## [EXCERPT]
□ □ □ □ □
See if all these help you,
Regards,
easy
Title: iCE³ - clone of Minecraft
Post by: Kalith on August 22, 2011, 02:53:01 pm
Code: [Select]
#!/bin/bash

cd `dirname $0`
export LD_LIBRARY_PATH=.
./iCE3

... that's what the compilation flag "-rpath ./" does actually, so you don't have to make that kind of script :) The original script is only needed when you want to run the game through a symlink (launcher, ...) : "rpath" tells the program to look in the current directory for shared objects, so you first have to "cd" to the game's directory, and not the launcher/symlink one.
Anyway, it seems that it's not the root of the problem.

Quote
What Linux distro are you using (or used, when compiled your game and SFML)?

I compiled the program on a 32bit Ubuntu distribution (11.04), using an Intel Core i3 (2 cores, but Ubuntu sees 4 thanks to hyper threading) with 2.4GHz per core, 2Gb of RAM, and an integrated Intel GMA graphics card (uses system RAM as VRAM), with GCC 4.5.2.

Quote
This time, it loaded up without a freeze, and actuall when I've started goind off the hill I've seen a new chunk appearing, but then it stopped loading. So I've tried what you've said, to dig into the empty space (ice3-7.jpg) but as you can see, I only could dig into the loaded chunks. I've also tried to dig *and* go into the empty space, but it keeps blocking my character movement, so the collision works fine :)

There is a safeguard in the code to prevent the player from stepping into an unloaded chunk, so the collision you see doesn't necessarily comes from the chunk blocks. If you had been able to dig, then the chunk would have been loaded but it's Quad cache wouldn't have been updated...

Quote
I've started a system monitor and the game pretty much uses both my CPUs at 100% (ice3-8.jpg) and you can see the graph after I've killed the process (yeah, it has frozen again) on "ice3-9.jpg".

That's an expected behavior if you took the first screen shot only after several seconds of gameplay. Is it still the same after ~20-30secs ?

Quote
Note that it did exist, but it has crashed when loading it!

Yes that's not really a crash but an unhandled exception :)
It happens when the game crashes (or hangs) on exit : the game saves the NewWorld0001.wrld file, which contains a unit lookup list that keeps a list of all units in the world, and information about which chunk it lies in : all the other informations about a unit is stored along with the chunk data. So if the game crashes before saving all chunks, then the unit lookup list may tell the world that a unit "X" is located in chunk "Y", and when the world loads chunk "Y", it may not find unit "X" inside... So it considers the unit lookup list as outdated, and throws an exception.
For now, this exception is not handled, and it kills the progam. Later on, I may try to rebuild the unit list so you can still load "half saved" world.


Quote
It seems when you've got 3 empty cubes above and you jump, you can see through the ceiling. I've digged a tunnel for you, when startup just go forward to the bottom of the next hill and you'll find it there. Go until the glass cubes and jump! Ok I've made an asphalt arrow to show where the tunnel starts. So I was climbing up to the start mounting when I've literally fallen through the whole map, see "ice3-10.jpg"! :)
□ □ □ □ □
## [SOURCE MATERIAL]
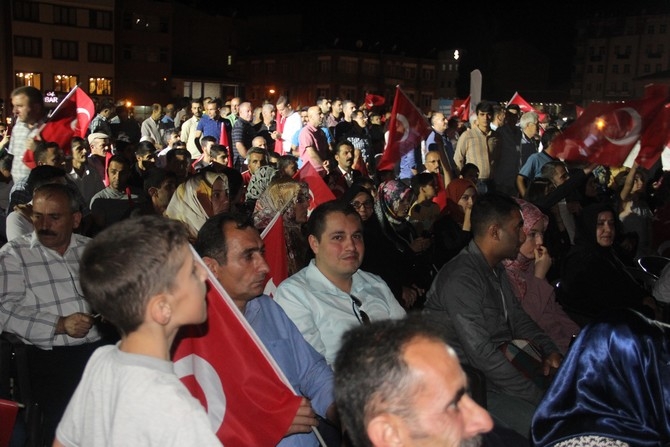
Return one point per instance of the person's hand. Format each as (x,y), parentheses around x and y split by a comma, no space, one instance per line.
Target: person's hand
□ □ □ □ □
## [EXERCISES TO COMPLETE]
a: Rewrite the part of the iCE³ forum post starting at "There is a safeguard" and ending at "have been updated...", putting "check" in place of "safeguard".
b: Does each statement agree with the iCE³ forum post? Answer yes or no and quote the deciding words. (i) The program was compiled on a 64-bit Ubuntu distribution. (ii) The compilation flag "-rpath ./" makes the launch script unnecessary. (iii) The game currently handles the exception caused by an outdated unit lookup list.
c: Answer these questions from the iCE³ forum post:
(i) Which version of GCC was used to compile the program?
(ii) Which file does the game save on exit?
(iii) What material was the arrow made of that marks where the tunnel starts?

## [TASK-BY-TASK ANSWERS]
a:
There is a check in the code to prevent the player from stepping into an unloaded chunk, so the collision you see doesn't necessarily comes from the chunk blocks. If you had been able to dig, then the chunk would have been loaded but it's Quad cache wouldn't have been updated...

b:
(i) No: "I compiled the program on a 32bit Ubuntu distribution (11.04)"
(ii) Yes: "that's what the compilation flag "-rpath ./" does actually, so you don't have to make that kind of script"
(iii) No: "For now, this exception is not handled"

c:
(i) GCC 4.5.2
(ii) NewWorld0001.wrld
(iii) Asphalt